What is required
In the records below, find each line that holds "step" and return it.

Exercise data
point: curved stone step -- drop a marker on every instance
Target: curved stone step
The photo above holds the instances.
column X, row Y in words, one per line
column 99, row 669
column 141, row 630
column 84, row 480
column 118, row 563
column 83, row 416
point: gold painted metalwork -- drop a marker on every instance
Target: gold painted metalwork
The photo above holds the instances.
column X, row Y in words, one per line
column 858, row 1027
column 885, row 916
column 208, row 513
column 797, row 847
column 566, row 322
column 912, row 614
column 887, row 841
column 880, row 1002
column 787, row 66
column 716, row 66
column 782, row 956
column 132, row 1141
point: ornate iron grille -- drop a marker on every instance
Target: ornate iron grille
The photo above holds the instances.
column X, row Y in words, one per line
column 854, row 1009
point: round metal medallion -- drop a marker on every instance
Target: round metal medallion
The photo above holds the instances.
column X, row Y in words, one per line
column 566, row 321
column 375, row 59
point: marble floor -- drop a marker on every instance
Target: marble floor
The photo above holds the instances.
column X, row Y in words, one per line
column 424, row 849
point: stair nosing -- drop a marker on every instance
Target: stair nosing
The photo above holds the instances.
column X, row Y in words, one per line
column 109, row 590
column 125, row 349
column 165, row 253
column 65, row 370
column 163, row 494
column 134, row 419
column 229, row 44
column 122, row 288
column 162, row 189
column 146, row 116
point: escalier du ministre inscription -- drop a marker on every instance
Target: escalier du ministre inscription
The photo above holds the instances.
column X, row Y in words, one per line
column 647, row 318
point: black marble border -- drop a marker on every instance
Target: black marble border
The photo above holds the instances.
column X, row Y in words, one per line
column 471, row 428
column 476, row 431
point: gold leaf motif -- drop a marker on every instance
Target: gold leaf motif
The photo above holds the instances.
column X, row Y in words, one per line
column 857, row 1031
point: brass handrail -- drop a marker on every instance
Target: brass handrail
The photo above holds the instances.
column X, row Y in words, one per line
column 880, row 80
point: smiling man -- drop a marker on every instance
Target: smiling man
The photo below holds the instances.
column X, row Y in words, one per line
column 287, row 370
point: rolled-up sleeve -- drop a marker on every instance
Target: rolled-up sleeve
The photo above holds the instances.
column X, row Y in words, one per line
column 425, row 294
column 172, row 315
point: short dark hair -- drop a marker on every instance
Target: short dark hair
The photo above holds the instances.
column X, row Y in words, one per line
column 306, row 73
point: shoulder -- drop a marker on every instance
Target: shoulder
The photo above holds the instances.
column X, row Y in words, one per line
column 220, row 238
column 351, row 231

Answer space
point: curved stone step -- drop a marker on every instance
Target: curved stone step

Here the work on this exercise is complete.